TO DO | Wherever pictures occur in the entries below, leave them out and retype the rest exactly.

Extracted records
● ● ● ● ●

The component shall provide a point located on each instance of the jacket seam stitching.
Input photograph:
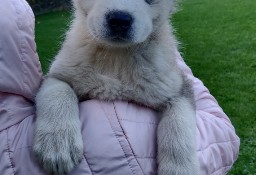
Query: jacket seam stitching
(215, 143)
(225, 168)
(9, 154)
(127, 139)
(119, 141)
(89, 166)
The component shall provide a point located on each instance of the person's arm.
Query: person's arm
(217, 142)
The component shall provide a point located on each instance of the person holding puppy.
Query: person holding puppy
(118, 137)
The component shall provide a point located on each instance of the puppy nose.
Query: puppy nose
(119, 22)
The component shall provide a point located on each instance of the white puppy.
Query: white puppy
(117, 50)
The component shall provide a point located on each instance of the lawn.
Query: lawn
(218, 42)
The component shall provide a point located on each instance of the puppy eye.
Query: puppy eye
(149, 1)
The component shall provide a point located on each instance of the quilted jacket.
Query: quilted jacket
(119, 137)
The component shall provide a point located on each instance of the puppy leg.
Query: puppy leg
(58, 142)
(176, 140)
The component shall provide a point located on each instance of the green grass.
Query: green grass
(219, 43)
(50, 30)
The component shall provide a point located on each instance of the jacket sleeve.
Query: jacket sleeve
(217, 142)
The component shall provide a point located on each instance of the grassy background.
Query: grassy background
(218, 42)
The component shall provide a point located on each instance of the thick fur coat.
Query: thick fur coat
(117, 50)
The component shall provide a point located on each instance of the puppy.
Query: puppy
(117, 50)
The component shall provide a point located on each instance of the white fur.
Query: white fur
(142, 69)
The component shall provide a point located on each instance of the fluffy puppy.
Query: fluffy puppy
(117, 50)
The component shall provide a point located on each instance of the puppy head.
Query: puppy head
(122, 22)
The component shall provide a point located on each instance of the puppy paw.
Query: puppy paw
(58, 152)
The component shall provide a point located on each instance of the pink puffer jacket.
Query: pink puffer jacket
(119, 137)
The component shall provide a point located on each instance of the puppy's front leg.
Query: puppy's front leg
(176, 139)
(57, 141)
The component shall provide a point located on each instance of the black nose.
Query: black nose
(119, 22)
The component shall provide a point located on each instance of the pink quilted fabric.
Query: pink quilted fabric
(119, 137)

● ● ● ● ●

ANSWER TO THIS EXERCISE |
The component shall provide a point located on each instance of the jacket seam stitching.
Input photograph:
Query: jacket seam stitching
(215, 143)
(225, 168)
(9, 154)
(127, 139)
(119, 141)
(89, 166)
The component shall provide a point located on each instance of the person's arm.
Query: person's arm
(217, 142)
The component shall provide a point located on each instance of the person holding puppy.
Query: person holding puppy
(118, 137)
The component shall provide a point located on each instance of the puppy nose.
Query: puppy nose
(119, 22)
The component shall provide a point located on each instance of the white puppy.
Query: white puppy
(117, 50)
The component shall provide a point located on each instance of the lawn.
Query: lawn
(218, 42)
The component shall provide a point located on each instance of the puppy eye.
Query: puppy eye
(149, 1)
The component shall provide a point located on each instance of the quilted jacket.
Query: quilted jacket
(119, 137)
The component shall provide a point located on each instance of the puppy leg.
Query: puppy leg
(58, 142)
(176, 140)
The component shall provide a point located on each instance of the green grass.
Query: green grass
(219, 43)
(50, 30)
The component shall provide a point located on each instance of the jacket sleeve.
Query: jacket sleeve
(217, 142)
The component shall provide a point located on each instance of the grassy background.
Query: grassy background
(218, 42)
The component shall provide a point located on each instance of the thick fur coat.
Query: thick fur coat
(117, 50)
The component shall provide a point located on each instance of the puppy.
Query: puppy
(117, 50)
The component shall provide a point located on each instance of the white fur.
Query: white fur
(142, 69)
The component shall provide a point located on each instance of the fluffy puppy.
Query: fluffy puppy
(117, 50)
The component shall provide a point located on each instance of the puppy head.
Query: puppy head
(122, 22)
The component shall provide a point located on each instance of the puppy paw.
Query: puppy paw
(58, 152)
The component shall provide a point located on each instance of the pink puffer jacket.
Query: pink puffer jacket
(119, 137)
The component shall provide a point located on each instance of the puppy's front leg.
Query: puppy's front leg
(176, 139)
(57, 141)
The component shall provide a point located on each instance of the black nose.
Query: black nose
(119, 22)
The component shall provide a point located on each instance of the pink quilted fabric.
Query: pink quilted fabric
(119, 137)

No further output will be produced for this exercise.